WHAT YOU HAVE TO DO »
Pick out each line of the material below that contains the word "flag". Copy every such line in full, keeping the order in which they appear.

++++ EXERCISE INPUTS

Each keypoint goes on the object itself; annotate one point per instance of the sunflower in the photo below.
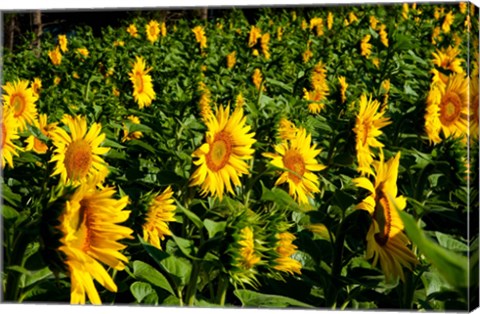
(386, 241)
(21, 100)
(200, 37)
(255, 34)
(264, 44)
(343, 87)
(450, 105)
(135, 135)
(55, 56)
(287, 130)
(160, 211)
(77, 154)
(285, 249)
(62, 42)
(231, 59)
(36, 86)
(35, 144)
(222, 159)
(89, 223)
(153, 30)
(132, 30)
(297, 157)
(447, 59)
(367, 128)
(365, 46)
(143, 92)
(447, 22)
(9, 134)
(329, 20)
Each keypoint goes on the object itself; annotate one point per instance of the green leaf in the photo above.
(214, 227)
(252, 298)
(451, 266)
(140, 290)
(145, 272)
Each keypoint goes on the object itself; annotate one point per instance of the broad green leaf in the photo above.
(453, 267)
(140, 290)
(214, 227)
(252, 298)
(145, 272)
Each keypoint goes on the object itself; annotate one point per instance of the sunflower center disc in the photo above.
(139, 82)
(78, 159)
(450, 108)
(220, 151)
(294, 162)
(18, 104)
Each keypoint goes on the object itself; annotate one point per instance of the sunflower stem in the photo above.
(222, 290)
(192, 284)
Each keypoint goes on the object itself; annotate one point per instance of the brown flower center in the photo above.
(220, 151)
(294, 161)
(78, 159)
(450, 108)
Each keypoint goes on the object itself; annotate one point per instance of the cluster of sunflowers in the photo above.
(200, 162)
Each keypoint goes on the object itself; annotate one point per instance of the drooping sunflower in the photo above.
(447, 59)
(222, 159)
(365, 46)
(200, 37)
(9, 127)
(36, 86)
(91, 231)
(143, 92)
(153, 30)
(297, 157)
(368, 123)
(386, 241)
(35, 144)
(62, 42)
(285, 249)
(132, 30)
(21, 100)
(135, 135)
(55, 56)
(449, 104)
(160, 211)
(77, 153)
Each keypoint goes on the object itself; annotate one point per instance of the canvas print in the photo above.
(315, 157)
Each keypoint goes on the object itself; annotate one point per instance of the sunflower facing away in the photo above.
(89, 224)
(153, 30)
(297, 157)
(21, 100)
(222, 159)
(160, 211)
(9, 134)
(367, 128)
(386, 241)
(35, 144)
(447, 108)
(77, 152)
(285, 249)
(143, 92)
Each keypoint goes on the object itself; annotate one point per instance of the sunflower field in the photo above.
(312, 157)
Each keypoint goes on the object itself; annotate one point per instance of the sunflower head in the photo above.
(9, 126)
(297, 158)
(20, 100)
(77, 152)
(90, 231)
(222, 159)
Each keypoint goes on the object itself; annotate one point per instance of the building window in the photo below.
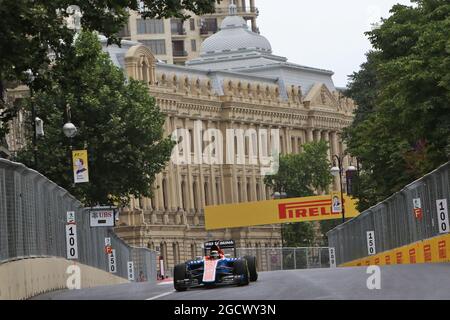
(258, 195)
(165, 195)
(150, 26)
(183, 195)
(194, 195)
(206, 193)
(124, 32)
(218, 193)
(156, 46)
(176, 26)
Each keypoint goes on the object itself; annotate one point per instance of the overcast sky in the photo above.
(326, 34)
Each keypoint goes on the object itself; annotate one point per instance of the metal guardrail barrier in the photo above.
(396, 221)
(274, 259)
(33, 216)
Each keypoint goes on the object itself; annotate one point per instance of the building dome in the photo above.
(234, 35)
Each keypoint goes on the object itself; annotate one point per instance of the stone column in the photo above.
(318, 135)
(309, 135)
(326, 138)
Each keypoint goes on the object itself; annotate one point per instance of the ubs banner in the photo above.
(276, 211)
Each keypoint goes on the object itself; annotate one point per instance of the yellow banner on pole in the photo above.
(290, 210)
(80, 166)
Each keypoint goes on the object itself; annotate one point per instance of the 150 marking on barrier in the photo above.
(371, 243)
(442, 212)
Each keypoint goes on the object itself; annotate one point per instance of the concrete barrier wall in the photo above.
(433, 250)
(25, 278)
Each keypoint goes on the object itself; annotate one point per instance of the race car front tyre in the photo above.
(179, 274)
(241, 269)
(251, 263)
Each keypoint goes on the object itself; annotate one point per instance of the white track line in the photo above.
(160, 295)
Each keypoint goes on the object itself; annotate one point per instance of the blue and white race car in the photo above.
(215, 268)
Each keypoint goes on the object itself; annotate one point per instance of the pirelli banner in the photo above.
(277, 211)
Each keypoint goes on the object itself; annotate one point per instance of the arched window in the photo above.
(183, 195)
(239, 192)
(206, 193)
(258, 196)
(194, 195)
(176, 256)
(218, 193)
(165, 194)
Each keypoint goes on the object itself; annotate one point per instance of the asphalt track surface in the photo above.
(421, 281)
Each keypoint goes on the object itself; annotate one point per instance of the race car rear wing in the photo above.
(223, 244)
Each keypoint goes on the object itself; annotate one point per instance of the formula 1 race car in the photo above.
(215, 268)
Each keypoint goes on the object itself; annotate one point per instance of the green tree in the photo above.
(301, 175)
(402, 125)
(119, 124)
(32, 29)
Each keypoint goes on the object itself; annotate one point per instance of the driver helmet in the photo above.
(215, 251)
(215, 254)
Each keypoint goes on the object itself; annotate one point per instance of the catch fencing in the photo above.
(273, 259)
(397, 221)
(33, 218)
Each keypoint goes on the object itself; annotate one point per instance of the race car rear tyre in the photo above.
(251, 263)
(241, 268)
(179, 273)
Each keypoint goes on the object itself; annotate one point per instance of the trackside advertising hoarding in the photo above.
(315, 208)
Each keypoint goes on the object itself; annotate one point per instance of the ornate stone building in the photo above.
(175, 41)
(237, 82)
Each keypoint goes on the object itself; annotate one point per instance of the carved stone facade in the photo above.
(172, 221)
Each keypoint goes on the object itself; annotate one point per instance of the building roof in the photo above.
(234, 36)
(237, 52)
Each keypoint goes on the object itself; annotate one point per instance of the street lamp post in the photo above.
(338, 170)
(70, 131)
(31, 79)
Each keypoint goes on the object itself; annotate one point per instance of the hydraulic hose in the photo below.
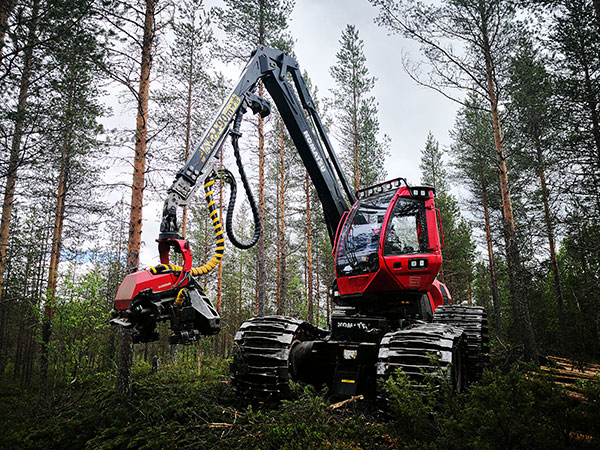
(219, 241)
(228, 177)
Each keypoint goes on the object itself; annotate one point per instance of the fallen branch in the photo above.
(344, 402)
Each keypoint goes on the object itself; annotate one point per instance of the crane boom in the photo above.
(301, 119)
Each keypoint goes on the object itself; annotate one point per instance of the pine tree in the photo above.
(473, 160)
(73, 110)
(485, 30)
(249, 23)
(458, 253)
(363, 152)
(533, 118)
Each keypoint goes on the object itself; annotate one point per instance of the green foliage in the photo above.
(363, 150)
(459, 249)
(179, 407)
(505, 410)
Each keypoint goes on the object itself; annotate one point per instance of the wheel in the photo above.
(261, 366)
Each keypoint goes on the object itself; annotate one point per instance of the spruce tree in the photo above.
(247, 24)
(458, 252)
(485, 32)
(357, 125)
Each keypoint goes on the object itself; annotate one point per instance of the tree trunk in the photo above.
(6, 7)
(492, 264)
(551, 243)
(57, 231)
(14, 160)
(123, 384)
(517, 287)
(282, 242)
(188, 133)
(309, 251)
(355, 138)
(262, 271)
(597, 10)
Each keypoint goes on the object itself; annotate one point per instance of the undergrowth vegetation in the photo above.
(179, 408)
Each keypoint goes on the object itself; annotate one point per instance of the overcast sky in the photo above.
(407, 112)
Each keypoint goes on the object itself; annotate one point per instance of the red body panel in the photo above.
(438, 295)
(394, 273)
(136, 282)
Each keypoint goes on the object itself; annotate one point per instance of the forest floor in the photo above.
(185, 407)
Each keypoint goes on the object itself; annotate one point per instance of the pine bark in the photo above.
(123, 384)
(6, 7)
(492, 264)
(551, 241)
(309, 251)
(282, 250)
(188, 133)
(261, 266)
(57, 233)
(517, 285)
(355, 137)
(14, 160)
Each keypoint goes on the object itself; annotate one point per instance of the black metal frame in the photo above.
(270, 66)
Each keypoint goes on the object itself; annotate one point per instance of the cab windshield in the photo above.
(407, 232)
(358, 252)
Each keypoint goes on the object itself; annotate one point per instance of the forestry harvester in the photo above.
(390, 310)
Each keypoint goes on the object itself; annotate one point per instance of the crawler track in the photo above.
(473, 320)
(260, 367)
(412, 350)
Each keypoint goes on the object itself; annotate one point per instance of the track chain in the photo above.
(473, 319)
(412, 350)
(261, 350)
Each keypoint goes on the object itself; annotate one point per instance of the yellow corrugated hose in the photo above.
(219, 241)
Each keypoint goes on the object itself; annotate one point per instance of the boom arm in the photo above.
(271, 66)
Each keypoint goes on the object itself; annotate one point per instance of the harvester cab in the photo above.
(390, 241)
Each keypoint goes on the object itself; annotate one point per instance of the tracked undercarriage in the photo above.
(358, 351)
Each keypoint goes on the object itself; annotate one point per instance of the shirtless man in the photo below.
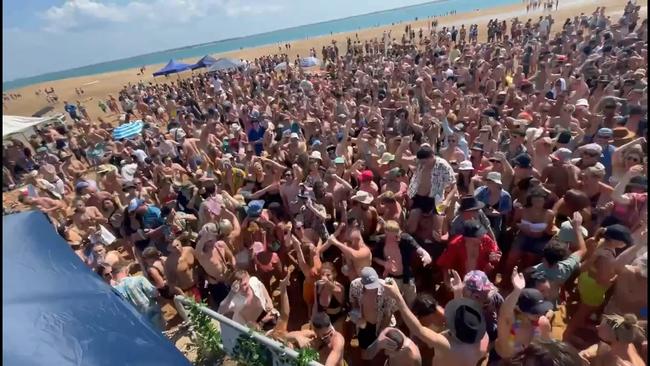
(86, 217)
(329, 343)
(52, 207)
(357, 254)
(180, 271)
(466, 341)
(217, 261)
(401, 351)
(248, 301)
(617, 334)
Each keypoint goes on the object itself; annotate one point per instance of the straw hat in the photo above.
(362, 197)
(622, 136)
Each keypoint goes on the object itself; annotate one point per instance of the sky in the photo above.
(41, 36)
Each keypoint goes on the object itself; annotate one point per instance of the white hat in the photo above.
(465, 165)
(582, 103)
(534, 133)
(315, 155)
(494, 177)
(363, 197)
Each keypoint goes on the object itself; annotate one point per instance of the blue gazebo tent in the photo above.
(225, 64)
(171, 68)
(56, 311)
(205, 61)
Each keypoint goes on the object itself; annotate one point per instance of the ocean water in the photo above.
(435, 8)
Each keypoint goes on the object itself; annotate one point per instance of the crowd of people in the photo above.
(455, 202)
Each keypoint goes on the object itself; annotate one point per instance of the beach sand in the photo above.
(100, 85)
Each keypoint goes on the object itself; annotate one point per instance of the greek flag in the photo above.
(127, 130)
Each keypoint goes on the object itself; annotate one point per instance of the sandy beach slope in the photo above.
(100, 85)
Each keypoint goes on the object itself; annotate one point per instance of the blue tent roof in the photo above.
(56, 311)
(225, 64)
(205, 61)
(172, 67)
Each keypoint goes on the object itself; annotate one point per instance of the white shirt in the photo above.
(238, 301)
(128, 171)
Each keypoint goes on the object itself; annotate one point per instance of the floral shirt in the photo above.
(442, 176)
(386, 306)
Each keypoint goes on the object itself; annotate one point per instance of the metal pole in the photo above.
(275, 346)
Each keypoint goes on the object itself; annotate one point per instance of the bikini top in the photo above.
(513, 334)
(536, 227)
(334, 303)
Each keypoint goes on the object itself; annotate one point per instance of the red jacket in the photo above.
(455, 256)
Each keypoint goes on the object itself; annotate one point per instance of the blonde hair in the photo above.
(392, 226)
(625, 328)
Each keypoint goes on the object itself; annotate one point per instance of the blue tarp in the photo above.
(172, 67)
(225, 64)
(205, 61)
(56, 311)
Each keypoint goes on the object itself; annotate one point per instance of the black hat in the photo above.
(478, 147)
(465, 320)
(531, 301)
(618, 232)
(522, 160)
(564, 137)
(469, 203)
(472, 229)
(425, 152)
(638, 182)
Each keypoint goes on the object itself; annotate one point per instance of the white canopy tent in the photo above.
(16, 124)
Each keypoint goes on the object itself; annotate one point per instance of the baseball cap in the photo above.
(465, 320)
(564, 137)
(425, 152)
(369, 278)
(582, 103)
(254, 208)
(605, 132)
(134, 204)
(531, 301)
(465, 165)
(562, 154)
(477, 281)
(594, 148)
(618, 232)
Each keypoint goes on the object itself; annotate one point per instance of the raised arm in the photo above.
(430, 337)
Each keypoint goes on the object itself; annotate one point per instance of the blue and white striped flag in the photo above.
(127, 130)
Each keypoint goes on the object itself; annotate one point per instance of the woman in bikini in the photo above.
(330, 296)
(535, 224)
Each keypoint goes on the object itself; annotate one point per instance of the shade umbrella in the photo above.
(128, 130)
(309, 62)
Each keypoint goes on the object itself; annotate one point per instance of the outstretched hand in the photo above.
(518, 280)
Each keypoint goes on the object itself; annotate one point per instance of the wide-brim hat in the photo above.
(622, 136)
(465, 320)
(470, 203)
(362, 197)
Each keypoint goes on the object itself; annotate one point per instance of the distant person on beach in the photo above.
(523, 151)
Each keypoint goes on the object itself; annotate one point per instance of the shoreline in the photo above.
(100, 85)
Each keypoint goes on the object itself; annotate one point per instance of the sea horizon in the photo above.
(346, 24)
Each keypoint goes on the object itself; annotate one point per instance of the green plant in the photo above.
(208, 337)
(248, 352)
(305, 356)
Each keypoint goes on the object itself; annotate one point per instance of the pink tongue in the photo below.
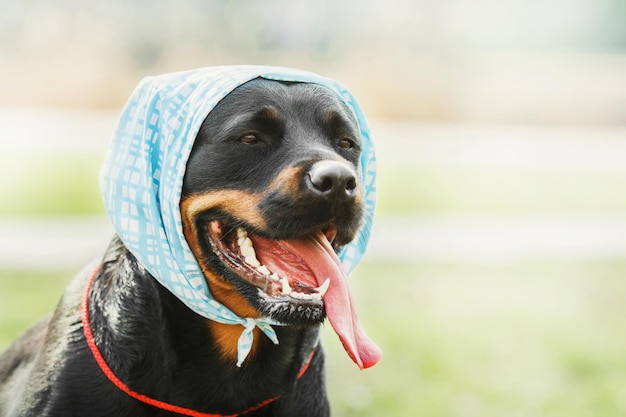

++++++++

ANSWER TO THIS TASK »
Each keypoint goes on the object itself; annotate one point per instance of the greek flag in the photo above.
Each keypoint goes on the object itself; annotate one point per instance of the blue and white striped flag in the photo above.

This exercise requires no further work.